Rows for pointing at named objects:
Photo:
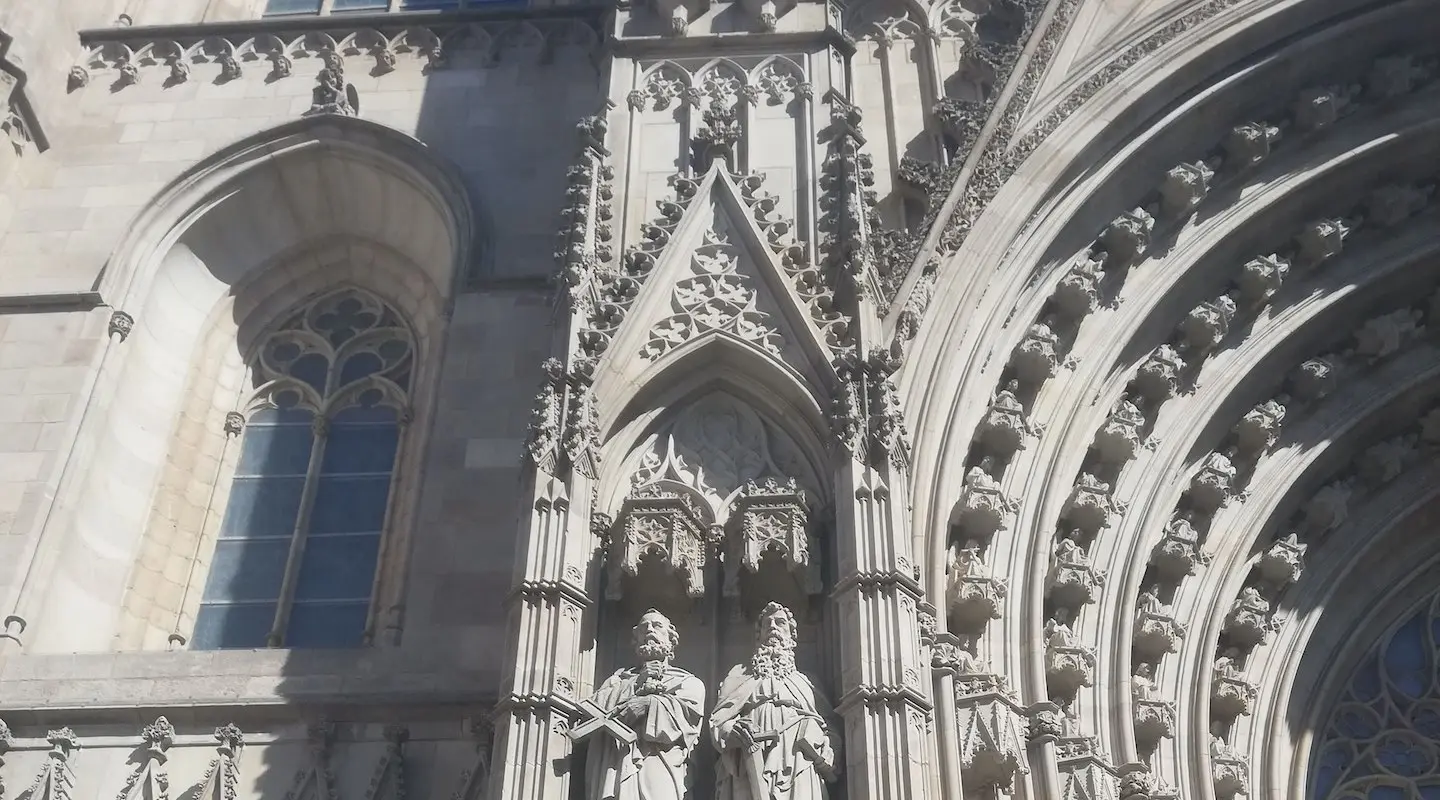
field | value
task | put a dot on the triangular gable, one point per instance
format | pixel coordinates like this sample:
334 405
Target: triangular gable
722 276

» **Aim**
Copy every row above line for line, leaving out the pictures.

» **In response**
Photo:
field | value
task | put a dot on the triangular gable, one point per instance
format | pixel coordinates like this sample:
334 405
Target: triangular gable
722 276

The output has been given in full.